─── EXTRACTED RECORDS

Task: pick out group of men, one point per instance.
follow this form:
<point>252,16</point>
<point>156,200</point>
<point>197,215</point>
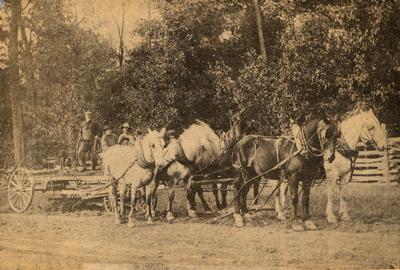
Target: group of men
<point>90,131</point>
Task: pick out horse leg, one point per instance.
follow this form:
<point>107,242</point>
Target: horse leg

──────
─── EXTRACTED RECORDS

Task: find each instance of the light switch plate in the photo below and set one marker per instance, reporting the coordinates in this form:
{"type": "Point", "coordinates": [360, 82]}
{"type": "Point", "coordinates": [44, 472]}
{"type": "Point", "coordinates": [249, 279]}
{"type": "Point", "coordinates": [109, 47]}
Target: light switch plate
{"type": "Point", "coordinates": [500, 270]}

──────

__PROBLEM__
Look through the records and gather every line containing "Task".

__ANSWER BELOW__
Task: pick out group of men, one point per instance.
Task: pick out horse leg, one point per instance.
Task: find each instance of the light switch plate in the photo below and set one marker per instance, reporting the coordinates in this form:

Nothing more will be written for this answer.